:: WORK REQUEST ::
Please write out the whole listing that follows exactly; the pictures stay out.
[[ DATA TO PROCESS open ]]
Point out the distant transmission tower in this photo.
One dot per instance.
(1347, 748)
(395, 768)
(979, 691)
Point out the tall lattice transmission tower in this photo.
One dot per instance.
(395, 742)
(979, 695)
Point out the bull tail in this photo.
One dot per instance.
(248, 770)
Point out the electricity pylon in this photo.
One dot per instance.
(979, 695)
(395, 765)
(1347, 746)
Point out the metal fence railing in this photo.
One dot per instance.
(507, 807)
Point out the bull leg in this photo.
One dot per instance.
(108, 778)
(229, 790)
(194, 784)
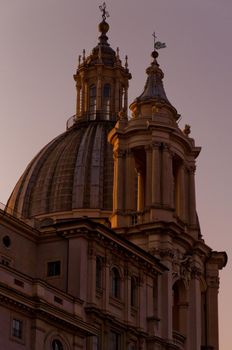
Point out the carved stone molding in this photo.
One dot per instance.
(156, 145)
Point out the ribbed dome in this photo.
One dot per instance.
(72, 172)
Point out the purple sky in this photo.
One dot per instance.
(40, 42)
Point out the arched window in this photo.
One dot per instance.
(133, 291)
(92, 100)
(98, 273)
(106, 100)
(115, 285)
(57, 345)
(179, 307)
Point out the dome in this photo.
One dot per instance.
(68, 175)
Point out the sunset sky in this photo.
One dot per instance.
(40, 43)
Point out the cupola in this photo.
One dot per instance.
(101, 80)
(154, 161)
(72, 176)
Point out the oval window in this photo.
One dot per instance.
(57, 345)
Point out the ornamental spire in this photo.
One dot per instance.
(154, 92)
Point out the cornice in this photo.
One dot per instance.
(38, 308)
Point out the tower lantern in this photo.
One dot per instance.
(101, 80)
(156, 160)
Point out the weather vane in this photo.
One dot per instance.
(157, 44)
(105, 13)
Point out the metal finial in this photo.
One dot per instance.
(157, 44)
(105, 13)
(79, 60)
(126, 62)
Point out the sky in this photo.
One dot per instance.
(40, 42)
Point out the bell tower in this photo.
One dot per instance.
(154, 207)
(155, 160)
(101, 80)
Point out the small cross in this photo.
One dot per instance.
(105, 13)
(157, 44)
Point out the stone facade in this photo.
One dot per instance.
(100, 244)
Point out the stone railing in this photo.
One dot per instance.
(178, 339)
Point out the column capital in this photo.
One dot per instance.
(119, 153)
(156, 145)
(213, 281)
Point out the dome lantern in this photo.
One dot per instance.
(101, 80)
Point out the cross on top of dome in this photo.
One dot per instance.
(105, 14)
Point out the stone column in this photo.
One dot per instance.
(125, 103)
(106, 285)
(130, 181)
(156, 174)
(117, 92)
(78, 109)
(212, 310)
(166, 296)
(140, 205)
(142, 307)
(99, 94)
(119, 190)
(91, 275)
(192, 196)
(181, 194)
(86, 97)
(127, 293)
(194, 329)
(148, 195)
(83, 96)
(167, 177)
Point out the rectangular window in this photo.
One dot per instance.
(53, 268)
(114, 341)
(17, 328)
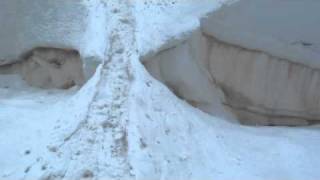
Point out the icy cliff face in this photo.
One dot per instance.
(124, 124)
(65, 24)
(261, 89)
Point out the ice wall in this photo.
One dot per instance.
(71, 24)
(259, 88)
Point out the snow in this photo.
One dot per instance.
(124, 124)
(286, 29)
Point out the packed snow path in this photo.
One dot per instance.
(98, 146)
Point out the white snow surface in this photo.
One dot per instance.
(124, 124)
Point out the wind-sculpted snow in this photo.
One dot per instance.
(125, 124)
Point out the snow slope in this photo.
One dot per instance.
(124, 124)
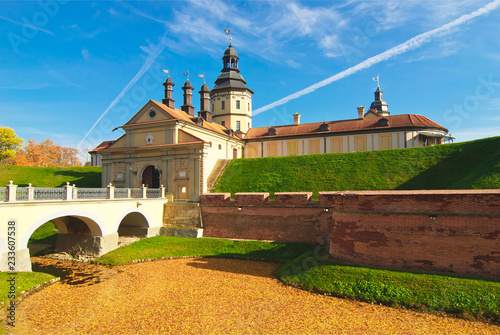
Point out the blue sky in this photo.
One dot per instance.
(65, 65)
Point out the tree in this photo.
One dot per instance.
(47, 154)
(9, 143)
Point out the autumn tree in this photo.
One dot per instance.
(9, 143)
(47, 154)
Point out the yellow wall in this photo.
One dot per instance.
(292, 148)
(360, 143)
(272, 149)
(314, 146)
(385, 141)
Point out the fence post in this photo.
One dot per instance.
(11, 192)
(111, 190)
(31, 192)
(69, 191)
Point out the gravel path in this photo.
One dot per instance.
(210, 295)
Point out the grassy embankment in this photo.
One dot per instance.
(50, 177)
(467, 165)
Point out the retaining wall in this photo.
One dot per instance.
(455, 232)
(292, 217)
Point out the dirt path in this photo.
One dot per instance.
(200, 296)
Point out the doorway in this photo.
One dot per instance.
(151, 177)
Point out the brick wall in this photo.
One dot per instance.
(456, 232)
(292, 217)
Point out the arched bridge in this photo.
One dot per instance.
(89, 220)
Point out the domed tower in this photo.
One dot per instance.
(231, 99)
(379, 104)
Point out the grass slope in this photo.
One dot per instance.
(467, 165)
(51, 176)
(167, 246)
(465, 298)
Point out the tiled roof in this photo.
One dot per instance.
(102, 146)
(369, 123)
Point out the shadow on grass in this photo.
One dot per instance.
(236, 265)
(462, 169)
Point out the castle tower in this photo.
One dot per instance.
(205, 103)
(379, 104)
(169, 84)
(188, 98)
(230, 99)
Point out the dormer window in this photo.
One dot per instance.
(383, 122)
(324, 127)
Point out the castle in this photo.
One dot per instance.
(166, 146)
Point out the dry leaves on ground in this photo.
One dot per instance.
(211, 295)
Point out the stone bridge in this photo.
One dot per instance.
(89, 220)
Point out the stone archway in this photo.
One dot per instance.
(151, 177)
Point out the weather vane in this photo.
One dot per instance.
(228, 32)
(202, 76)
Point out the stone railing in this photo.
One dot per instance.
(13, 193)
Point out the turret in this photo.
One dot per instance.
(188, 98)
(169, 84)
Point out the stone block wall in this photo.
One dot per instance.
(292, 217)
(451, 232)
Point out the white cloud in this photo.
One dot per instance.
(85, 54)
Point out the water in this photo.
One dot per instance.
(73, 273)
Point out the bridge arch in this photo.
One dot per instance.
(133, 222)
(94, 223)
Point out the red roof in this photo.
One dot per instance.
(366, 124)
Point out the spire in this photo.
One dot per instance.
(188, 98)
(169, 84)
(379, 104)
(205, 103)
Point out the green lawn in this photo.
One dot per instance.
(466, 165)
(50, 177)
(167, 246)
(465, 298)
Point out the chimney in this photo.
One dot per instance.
[[ DATA TO PROCESS closed ]]
:: ANSWER FOR THIS EXERCISE ::
Point out the distant transmission tower in this photo.
One dot per instance.
(1347, 748)
(395, 768)
(979, 691)
Point out the tall lattice transmission tower in this photo.
One dot per instance.
(395, 742)
(979, 695)
Point out the bull tail in this photo.
One dot per instance.
(248, 770)
Point out the electricity pylon in this photo.
One dot per instance.
(979, 695)
(395, 765)
(1347, 746)
Point out the metal fence railing in this photo.
One dot per instance.
(507, 807)
Point out the bull leg in this photo.
One dot per instance.
(108, 778)
(229, 790)
(194, 784)
Point out the carved stone molding in this photo.
One dot per instance.
(156, 145)
Point out the ribbed dome in this photo.
One dot per instance.
(72, 172)
Point out the purple sky in this photo.
One dot per instance.
(40, 42)
Point out the arched window in this photo.
One dot per instance.
(133, 291)
(92, 100)
(98, 273)
(106, 100)
(115, 285)
(57, 345)
(179, 307)
Point out the dome in this photo.
One dot per instance.
(68, 175)
Point out the sunset sky in this photo.
One dot per instance.
(40, 43)
Point out the cupola in this photo.
One dot per instance.
(101, 80)
(154, 161)
(72, 176)
Point out the oval window in this photo.
One dot per instance.
(57, 345)
Point out the ornamental spire in this photo.
One dot per instance.
(154, 92)
Point out the cornice in this photo.
One dot per instance.
(38, 308)
Point out the tower lantern in this photo.
One dot per instance.
(101, 80)
(156, 160)
Point out the weather vane in this photo.
One dot per instance.
(157, 44)
(105, 13)
Point out the metal finial in this photo.
One dot per instance.
(157, 44)
(105, 13)
(79, 60)
(126, 62)
Point out the sky in this photo.
One dot per instance.
(40, 42)
Point out the bell tower in this photo.
One dot per instance.
(154, 207)
(155, 160)
(101, 80)
Point out the small cross in this photo.
One dot per instance.
(105, 13)
(157, 44)
Point out the stone facade in this photo.
One dot per instance.
(100, 244)
Point out the stone railing in this photo.
One dot per instance.
(178, 339)
Point out the column capital in this photo.
One dot per instance.
(119, 153)
(156, 145)
(213, 281)
Point out the dome lantern in this photo.
One dot per instance.
(101, 80)
Point out the cross on top of dome in this photo.
One dot per instance.
(105, 14)
Point out the stone column in this photo.
One dot per instance.
(125, 103)
(106, 285)
(130, 181)
(156, 174)
(117, 92)
(78, 109)
(212, 310)
(166, 296)
(140, 205)
(142, 307)
(99, 94)
(119, 190)
(91, 275)
(192, 196)
(181, 194)
(86, 97)
(127, 293)
(194, 329)
(148, 195)
(83, 96)
(167, 177)
Point out the rectangular window in this photo.
One dot per instance.
(53, 268)
(114, 341)
(17, 328)
Point out the icy cliff face in this photo.
One dot per instance.
(124, 124)
(65, 24)
(261, 89)
Point out the ice wall in this photo.
One dot per instance.
(71, 24)
(259, 88)
Point out the snow in this photo.
One dot per instance.
(124, 124)
(286, 29)
Point out the packed snow path in this photo.
One dot per instance.
(98, 146)
Point out the white snow surface in this photo.
One dot per instance.
(124, 124)
Point out the wind-sculpted snow in this photo.
One dot per instance.
(125, 124)
Point out the snow slope in this photo.
One dot per instance.
(124, 124)
Point out the blue sky in this photo.
One dot per instance.
(65, 65)
Point out the tree in this photo.
One dot per instance.
(47, 154)
(9, 143)
Point out the autumn tree in this photo.
One dot per instance.
(9, 143)
(47, 154)
Point out the yellow wall in this photo.
One dot per instance.
(292, 148)
(360, 143)
(272, 149)
(314, 146)
(385, 141)
Point out the fence post in this photo.
One dot per instance.
(11, 192)
(111, 190)
(31, 192)
(69, 191)
Point out the gravel path in this photo.
One dot per instance.
(210, 295)
Point out the grassy embankment in this photo.
One dot per instance.
(50, 177)
(467, 165)
Point out the retaining wall in this photo.
One dot per instance.
(455, 232)
(292, 217)
Point out the dirt path in this photo.
One dot per instance.
(200, 296)
Point out the doorway in this photo.
One dot per instance.
(151, 177)
Point out the brick wall in this photo.
One dot per instance.
(456, 232)
(292, 217)
Point out the arched bridge in this photo.
One dot per instance.
(89, 220)
Point out the domed tower in this photo.
One dot per instance.
(231, 99)
(379, 104)
Point out the grass slope in this photo.
One dot per instance.
(467, 165)
(51, 176)
(167, 246)
(465, 298)
Point out the tiled roof in this photo.
One dot per instance.
(102, 146)
(369, 123)
Point out the shadow on grass in this photo.
One dot per instance.
(236, 265)
(462, 169)
Point out the castle tower in this photo.
One dot per instance.
(205, 103)
(379, 104)
(169, 84)
(188, 98)
(230, 99)
Point out the dormer window in this photo.
One dot per instance.
(383, 122)
(324, 127)
Point out the castle in this photo.
One dot per instance.
(166, 146)
Point out the dry leaves on ground in this photo.
One dot per instance.
(211, 295)
Point out the stone bridge in this photo.
One dot per instance.
(89, 220)
Point out the stone archway in this photo.
One dot per instance.
(151, 177)
Point out the weather vane in this photo.
One dot per instance.
(228, 32)
(202, 76)
Point out the stone railing in this photo.
One dot per instance.
(13, 193)
Point out the turret in this photo.
One dot per instance.
(188, 98)
(169, 84)
Point out the stone block wall in this photo.
One dot per instance.
(292, 217)
(451, 232)
Point out the white cloud in this photo.
One dot per instance.
(85, 54)
Point out the water in this photo.
One dot per instance.
(73, 273)
Point out the bridge arch in this photo.
One dot per instance.
(133, 222)
(94, 223)
Point out the red roof in this photo.
One dot per instance.
(366, 124)
Point out the spire in this photo.
One dot per instance.
(188, 98)
(169, 84)
(379, 104)
(205, 103)
Point out the green lawn in this photo.
One dot per instance.
(466, 165)
(50, 177)
(167, 246)
(465, 298)
Point out the chimney in this photo.
One dot per instance.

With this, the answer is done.